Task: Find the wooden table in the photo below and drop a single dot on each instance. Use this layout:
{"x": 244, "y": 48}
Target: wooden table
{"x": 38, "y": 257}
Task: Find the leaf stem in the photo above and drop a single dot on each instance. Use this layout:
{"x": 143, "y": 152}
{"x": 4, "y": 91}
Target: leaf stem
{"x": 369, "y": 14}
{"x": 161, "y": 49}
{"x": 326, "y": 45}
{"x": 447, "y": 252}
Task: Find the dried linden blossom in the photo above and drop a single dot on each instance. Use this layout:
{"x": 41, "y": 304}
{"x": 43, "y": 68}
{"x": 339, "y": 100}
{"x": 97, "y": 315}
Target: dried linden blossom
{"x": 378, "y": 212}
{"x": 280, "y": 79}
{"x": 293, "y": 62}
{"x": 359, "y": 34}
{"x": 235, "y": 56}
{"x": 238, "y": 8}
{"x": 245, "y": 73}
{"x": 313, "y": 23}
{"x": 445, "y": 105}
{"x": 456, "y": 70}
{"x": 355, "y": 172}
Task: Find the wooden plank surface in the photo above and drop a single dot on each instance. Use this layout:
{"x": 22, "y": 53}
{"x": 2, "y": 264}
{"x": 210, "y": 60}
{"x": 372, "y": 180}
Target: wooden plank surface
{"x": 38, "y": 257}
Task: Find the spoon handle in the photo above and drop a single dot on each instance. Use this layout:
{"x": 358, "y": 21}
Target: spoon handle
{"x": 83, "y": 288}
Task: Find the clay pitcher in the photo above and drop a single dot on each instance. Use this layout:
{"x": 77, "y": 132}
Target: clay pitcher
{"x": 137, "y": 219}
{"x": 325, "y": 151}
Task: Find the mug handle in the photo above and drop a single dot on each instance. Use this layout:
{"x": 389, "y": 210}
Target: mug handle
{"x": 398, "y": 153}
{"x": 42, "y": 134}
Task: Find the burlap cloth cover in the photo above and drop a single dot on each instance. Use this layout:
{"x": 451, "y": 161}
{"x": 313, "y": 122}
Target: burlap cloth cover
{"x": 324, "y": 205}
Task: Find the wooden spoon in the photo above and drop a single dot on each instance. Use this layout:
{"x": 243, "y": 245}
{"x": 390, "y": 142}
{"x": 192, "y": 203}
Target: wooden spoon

## Problem
Which lines above include the word "Find"? Return each one.

## Answer to the exercise
Task: Find the wooden table in the photo below and drop a single dot on each instance. Use this layout:
Task: Find the leaf stem in the photo above and drop a single dot on each instance. Use this layout:
Task: Find the dried linden blossom in the photo above and drop a single dot on each instance. Use this layout:
Task: Find the wooden plank surface in the photo above and drop a single dot on each instance. Use this layout:
Task: Find the spoon handle in the photo above and drop a single dot on each instance. Use this layout:
Task: Find the clay pitcher in the photo above and drop a single dot on each instance. Use this layout:
Task: Find the mug handle in the photo above and drop a single dot on each instance. Use this layout:
Task: Find the burlap cloth cover in the photo above and drop a single dot on each instance. Use this layout:
Task: Find the wooden spoon in the photo above and drop a single dot on each instance. Use this layout:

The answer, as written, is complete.